[Stored records]
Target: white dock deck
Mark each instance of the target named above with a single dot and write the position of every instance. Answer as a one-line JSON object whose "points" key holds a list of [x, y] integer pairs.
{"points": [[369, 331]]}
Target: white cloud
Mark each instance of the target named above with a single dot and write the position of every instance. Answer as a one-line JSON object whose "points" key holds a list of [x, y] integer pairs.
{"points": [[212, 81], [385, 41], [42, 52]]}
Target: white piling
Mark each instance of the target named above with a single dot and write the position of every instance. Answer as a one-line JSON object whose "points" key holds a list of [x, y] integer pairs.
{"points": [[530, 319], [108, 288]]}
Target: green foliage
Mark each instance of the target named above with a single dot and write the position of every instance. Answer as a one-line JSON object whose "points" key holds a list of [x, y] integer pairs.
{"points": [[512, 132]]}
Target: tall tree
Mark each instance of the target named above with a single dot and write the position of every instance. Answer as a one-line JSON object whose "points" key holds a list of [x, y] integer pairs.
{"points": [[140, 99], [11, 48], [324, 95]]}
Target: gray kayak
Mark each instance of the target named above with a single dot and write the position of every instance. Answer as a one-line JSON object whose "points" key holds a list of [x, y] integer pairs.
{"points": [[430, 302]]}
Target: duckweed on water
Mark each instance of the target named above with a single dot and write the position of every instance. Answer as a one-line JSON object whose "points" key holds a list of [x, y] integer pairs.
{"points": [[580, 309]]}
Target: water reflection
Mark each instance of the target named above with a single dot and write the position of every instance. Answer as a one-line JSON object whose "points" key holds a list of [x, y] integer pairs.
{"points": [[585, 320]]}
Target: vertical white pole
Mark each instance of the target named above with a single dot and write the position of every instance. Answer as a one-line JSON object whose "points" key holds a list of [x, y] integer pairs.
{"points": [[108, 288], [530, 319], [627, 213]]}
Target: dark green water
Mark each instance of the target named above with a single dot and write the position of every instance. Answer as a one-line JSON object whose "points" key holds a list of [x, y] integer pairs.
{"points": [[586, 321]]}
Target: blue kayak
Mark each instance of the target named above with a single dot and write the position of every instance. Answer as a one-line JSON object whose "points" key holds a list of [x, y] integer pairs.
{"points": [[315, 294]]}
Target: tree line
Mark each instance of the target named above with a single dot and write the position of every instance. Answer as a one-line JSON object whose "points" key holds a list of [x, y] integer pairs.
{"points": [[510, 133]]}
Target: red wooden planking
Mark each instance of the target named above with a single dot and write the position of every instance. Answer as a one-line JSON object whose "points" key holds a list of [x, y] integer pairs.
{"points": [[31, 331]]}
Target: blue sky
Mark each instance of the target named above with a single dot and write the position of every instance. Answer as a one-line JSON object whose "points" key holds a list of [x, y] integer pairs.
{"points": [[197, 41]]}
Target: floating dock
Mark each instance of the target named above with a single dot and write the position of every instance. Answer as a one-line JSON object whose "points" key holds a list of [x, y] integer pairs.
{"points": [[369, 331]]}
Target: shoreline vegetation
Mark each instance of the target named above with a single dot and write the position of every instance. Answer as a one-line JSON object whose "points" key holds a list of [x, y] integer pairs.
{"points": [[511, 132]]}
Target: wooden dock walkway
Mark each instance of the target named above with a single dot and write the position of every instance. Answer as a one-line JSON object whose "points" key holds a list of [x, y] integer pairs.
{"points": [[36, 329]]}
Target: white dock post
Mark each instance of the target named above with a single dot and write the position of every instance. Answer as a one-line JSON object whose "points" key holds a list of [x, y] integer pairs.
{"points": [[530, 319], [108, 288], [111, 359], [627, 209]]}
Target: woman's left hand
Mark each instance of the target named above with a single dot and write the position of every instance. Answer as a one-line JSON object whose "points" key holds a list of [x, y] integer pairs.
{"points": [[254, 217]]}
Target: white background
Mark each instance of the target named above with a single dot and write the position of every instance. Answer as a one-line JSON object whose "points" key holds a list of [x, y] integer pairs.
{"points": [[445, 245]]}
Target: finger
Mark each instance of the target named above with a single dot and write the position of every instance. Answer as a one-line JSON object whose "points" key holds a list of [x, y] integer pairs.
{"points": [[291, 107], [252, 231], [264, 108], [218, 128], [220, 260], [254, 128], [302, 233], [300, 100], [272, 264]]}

**TASK INSTRUCTIONS:** Retype every line of the listing above, keeping each character unchanged.

**ANSWER TO THIS EXERCISE:**
Target: white dock deck
Mark each instance of the target named above with a single dot and write the position of every instance. Answer as a one-line JSON object whose "points" key holds a list of [x, y] integer pairs.
{"points": [[369, 331]]}
Target: white cloud
Mark each instance of the target named above with a single dot and write the position of every instance. Answer as a one-line JSON object whose "points" key holds a list of [x, y] integer pairs.
{"points": [[212, 81], [385, 41], [42, 52]]}
Target: white piling
Mark each instance of the target named above with a single dot and write the position of every instance. Answer as a one-line JSON object whose "points" key holds a list of [x, y] integer pairs.
{"points": [[530, 319], [108, 288]]}
Target: green foliage
Mark each instance of the target named above with a single dot and write the position of every instance. Answer as a one-line JSON object whose "points" key holds a list of [x, y] integer pairs.
{"points": [[512, 132]]}
Target: tall tree
Mark each instance of the target named above with a single dot and write the position of every instance. Answer as a one-line JSON object whose "points" key holds a list of [x, y] integer pairs.
{"points": [[140, 99], [11, 48], [324, 95]]}
Target: gray kayak
Mark each instance of the target named above with a single dot and write the position of every instance. Answer as a one-line JSON object whose "points" key holds a list of [x, y] integer pairs.
{"points": [[430, 302]]}
Target: duckweed on water
Mark each instance of the target named above with a single dot and write the position of every instance. Answer as a one-line JSON object whose "points" key holds a list of [x, y] integer pairs.
{"points": [[580, 309]]}
Target: water reflection
Mark each instance of the target named above with a single dot and write the position of every instance. Answer as a one-line JSON object whose "points" key holds a list of [x, y] integer pairs.
{"points": [[585, 320]]}
Target: vertical white pole
Mark each instance of the target named above with a single dot and write the position of every instance. Answer as a one-line JSON object whose "points" key holds a list of [x, y] integer pairs.
{"points": [[108, 288], [530, 319], [627, 213]]}
Target: dark green water
Mark each instance of the target named above with a single dot and write the position of every instance. Answer as a one-line JSON object whose "points" key holds a list of [x, y] integer pairs.
{"points": [[586, 321]]}
Target: blue kayak
Mark each instance of the target named above with a single dot and write the position of every instance. Answer as a one-line JSON object whose "points" key holds a list of [x, y] integer pairs.
{"points": [[315, 294]]}
Target: tree line
Mark each instance of the target named above with a single dot and write the position of every instance. Answer as a one-line JSON object whose "points" key holds a list of [x, y] integer pairs.
{"points": [[510, 133]]}
Target: red wooden planking
Mark each instance of the target named above with a single dot and write the position of every instance. Answer as a one-line JSON object whose "points" key holds a list of [x, y] integer pairs.
{"points": [[31, 331]]}
Target: blue sky
Mark each instance of the target named above with a single dot and write the position of every instance. Answer as a one-line JSON object whose "points" key holds a list of [x, y] integer pairs.
{"points": [[197, 41]]}
Target: floating dock
Mark each instance of the target named above with a single dot and write the position of every instance. Answer as a one-line JSON object whose "points" key holds a list of [x, y] integer pairs.
{"points": [[369, 331]]}
Target: shoreline vegetation
Mark each instance of the target named above with a single dot and write the position of every instance. Answer as a one-line JSON object whose "points" key holds a list of [x, y] integer pairs.
{"points": [[511, 132]]}
Target: wooden dock walkway
Mark each instance of the target named above with a single dot and write the position of every instance. Answer as a one-line JSON object whose "points" key holds a list of [x, y] integer pairs.
{"points": [[36, 329]]}
Target: white dock post
Mark each instance of the target named above with a single dot and write the position of every instance. Answer as a one-line JSON object whose "points" key holds a list of [x, y] integer pairs.
{"points": [[530, 319], [108, 288], [111, 359], [627, 209]]}
Target: woman's left hand
Mark each instance of the target named above with a single dot and write the position of every instance. Answer as a one-line JSON object whose "points" key holds a list of [x, y] integer pairs.
{"points": [[254, 217]]}
Target: white background
Mark each instance of the target named above with a single dot and write the position of every instance. Answer as a one-line JSON object whose "points" key holds a list of [x, y] integer pairs.
{"points": [[445, 245]]}
Target: finger
Mark each instance of the target named above with a single dot and write the position of every instance. Answer as a one-line JSON object whose "points" key holds a list of [x, y] integer pairs.
{"points": [[291, 107], [252, 231], [264, 108], [218, 128], [220, 260], [254, 128], [302, 233], [300, 100], [272, 264]]}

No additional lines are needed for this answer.